>> start Data listing
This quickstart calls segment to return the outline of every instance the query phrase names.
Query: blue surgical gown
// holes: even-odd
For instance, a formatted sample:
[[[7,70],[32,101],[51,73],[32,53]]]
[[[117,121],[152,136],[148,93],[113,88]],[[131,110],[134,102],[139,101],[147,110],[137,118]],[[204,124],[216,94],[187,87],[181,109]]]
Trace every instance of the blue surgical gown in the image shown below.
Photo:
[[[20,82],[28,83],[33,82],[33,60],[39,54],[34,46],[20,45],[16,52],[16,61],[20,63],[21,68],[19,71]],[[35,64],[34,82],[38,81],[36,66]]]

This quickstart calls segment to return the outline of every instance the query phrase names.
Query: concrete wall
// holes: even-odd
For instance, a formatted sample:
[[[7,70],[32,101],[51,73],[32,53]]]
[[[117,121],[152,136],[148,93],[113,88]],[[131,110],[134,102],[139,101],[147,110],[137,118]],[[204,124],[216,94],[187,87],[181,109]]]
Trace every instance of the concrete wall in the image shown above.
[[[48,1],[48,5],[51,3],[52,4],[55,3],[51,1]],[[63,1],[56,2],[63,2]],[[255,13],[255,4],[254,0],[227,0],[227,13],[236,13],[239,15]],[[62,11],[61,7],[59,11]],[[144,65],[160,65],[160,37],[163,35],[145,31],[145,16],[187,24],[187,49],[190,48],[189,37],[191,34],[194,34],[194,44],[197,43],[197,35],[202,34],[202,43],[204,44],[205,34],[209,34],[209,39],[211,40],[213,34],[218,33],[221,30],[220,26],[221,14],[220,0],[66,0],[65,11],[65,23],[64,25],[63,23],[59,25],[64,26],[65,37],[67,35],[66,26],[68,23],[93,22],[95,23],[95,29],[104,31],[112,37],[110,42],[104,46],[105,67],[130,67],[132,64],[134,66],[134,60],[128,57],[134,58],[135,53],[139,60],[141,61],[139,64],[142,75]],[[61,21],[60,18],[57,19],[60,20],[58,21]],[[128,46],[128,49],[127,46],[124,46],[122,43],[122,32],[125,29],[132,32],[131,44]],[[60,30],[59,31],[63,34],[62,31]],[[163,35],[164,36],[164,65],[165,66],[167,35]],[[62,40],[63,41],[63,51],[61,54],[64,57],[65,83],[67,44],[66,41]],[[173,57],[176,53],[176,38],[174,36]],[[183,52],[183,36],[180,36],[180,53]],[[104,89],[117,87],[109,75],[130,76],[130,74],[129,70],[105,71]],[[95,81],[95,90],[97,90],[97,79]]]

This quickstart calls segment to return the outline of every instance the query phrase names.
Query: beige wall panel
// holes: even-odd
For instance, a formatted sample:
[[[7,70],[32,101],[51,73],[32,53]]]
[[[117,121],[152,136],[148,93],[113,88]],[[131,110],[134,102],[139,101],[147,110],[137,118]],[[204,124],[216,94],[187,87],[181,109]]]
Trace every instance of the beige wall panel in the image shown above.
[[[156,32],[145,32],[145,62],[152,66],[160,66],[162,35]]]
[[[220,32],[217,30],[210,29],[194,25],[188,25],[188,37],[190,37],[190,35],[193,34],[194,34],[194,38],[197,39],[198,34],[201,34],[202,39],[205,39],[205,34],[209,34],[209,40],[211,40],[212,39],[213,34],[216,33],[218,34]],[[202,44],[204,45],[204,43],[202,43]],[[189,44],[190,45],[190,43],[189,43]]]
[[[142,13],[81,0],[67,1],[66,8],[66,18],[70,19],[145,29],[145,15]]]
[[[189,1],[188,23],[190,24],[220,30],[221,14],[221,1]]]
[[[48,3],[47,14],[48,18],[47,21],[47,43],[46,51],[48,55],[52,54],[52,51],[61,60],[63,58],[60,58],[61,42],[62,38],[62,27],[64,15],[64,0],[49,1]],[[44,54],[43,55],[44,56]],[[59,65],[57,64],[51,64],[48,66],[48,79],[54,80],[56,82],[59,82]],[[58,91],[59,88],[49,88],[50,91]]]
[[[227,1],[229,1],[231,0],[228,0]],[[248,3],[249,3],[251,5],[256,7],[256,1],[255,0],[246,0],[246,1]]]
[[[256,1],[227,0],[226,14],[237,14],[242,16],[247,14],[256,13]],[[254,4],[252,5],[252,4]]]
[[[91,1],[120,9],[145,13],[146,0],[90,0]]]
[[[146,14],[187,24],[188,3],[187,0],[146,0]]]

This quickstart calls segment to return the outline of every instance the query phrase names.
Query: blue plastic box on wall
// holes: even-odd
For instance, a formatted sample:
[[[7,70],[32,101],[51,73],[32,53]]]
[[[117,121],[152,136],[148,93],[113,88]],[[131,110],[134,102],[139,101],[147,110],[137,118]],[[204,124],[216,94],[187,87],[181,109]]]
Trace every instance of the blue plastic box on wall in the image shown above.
>> end Data listing
>> start Data listing
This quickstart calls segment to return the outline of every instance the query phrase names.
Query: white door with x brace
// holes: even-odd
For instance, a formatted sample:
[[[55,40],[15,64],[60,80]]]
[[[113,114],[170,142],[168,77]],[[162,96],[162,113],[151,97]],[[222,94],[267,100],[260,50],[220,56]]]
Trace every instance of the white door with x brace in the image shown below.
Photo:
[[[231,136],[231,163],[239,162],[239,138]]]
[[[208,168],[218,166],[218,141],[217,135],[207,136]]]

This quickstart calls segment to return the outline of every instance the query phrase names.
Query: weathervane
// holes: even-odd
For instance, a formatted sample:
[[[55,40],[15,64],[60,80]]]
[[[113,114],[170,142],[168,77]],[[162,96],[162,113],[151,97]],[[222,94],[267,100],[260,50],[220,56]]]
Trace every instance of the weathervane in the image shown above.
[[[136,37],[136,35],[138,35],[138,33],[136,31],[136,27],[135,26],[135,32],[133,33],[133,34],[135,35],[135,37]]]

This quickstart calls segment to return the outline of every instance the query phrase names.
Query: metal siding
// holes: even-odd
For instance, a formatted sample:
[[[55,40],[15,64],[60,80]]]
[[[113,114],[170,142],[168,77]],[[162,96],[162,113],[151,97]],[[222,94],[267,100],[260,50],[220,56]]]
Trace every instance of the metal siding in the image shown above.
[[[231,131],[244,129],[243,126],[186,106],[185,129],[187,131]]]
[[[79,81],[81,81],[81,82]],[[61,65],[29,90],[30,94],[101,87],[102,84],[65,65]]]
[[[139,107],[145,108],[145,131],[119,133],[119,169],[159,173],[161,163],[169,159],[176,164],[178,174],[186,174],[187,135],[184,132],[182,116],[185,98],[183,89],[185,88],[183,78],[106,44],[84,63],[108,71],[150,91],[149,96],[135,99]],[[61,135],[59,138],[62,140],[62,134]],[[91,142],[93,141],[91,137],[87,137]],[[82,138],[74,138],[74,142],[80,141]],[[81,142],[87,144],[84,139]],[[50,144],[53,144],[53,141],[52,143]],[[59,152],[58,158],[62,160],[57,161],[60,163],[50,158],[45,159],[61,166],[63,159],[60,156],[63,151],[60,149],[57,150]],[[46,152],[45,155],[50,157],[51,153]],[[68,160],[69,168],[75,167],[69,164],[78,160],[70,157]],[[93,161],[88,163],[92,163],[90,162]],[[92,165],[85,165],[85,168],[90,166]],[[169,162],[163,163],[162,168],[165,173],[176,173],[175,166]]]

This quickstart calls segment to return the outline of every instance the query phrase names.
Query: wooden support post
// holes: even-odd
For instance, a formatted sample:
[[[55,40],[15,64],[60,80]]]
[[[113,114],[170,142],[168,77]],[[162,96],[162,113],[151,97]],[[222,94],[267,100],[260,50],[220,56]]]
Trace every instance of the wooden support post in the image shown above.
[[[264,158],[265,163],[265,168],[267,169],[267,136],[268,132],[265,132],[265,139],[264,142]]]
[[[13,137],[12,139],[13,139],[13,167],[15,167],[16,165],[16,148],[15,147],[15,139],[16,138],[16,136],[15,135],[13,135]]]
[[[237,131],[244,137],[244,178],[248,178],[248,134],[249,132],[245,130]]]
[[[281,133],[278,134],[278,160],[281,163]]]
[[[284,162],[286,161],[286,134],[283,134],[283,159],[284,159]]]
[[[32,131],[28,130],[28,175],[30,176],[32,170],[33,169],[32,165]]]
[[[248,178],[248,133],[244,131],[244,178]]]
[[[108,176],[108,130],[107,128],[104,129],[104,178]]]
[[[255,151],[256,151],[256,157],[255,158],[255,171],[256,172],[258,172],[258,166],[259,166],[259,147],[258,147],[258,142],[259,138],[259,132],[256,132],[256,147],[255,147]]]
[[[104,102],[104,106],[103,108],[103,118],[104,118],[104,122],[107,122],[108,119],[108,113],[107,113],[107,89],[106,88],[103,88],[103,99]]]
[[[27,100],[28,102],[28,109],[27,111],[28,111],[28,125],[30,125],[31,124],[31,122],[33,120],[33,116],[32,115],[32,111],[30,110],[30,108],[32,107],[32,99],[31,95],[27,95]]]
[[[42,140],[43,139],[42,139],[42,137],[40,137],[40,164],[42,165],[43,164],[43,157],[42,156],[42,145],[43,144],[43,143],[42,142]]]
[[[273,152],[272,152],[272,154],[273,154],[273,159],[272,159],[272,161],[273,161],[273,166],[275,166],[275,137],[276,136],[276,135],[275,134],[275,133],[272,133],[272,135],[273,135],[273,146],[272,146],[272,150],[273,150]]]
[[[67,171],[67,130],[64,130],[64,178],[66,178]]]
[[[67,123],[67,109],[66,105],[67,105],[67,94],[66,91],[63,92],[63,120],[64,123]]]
>> end Data listing
**Task instructions:** Collect every line from the records above that contains the word "concrete", and copy each one in full. Treat uppercase and lowercase as different.

**The response:**
Query: concrete wall
Trace every instance of the concrete wall in the image shown above.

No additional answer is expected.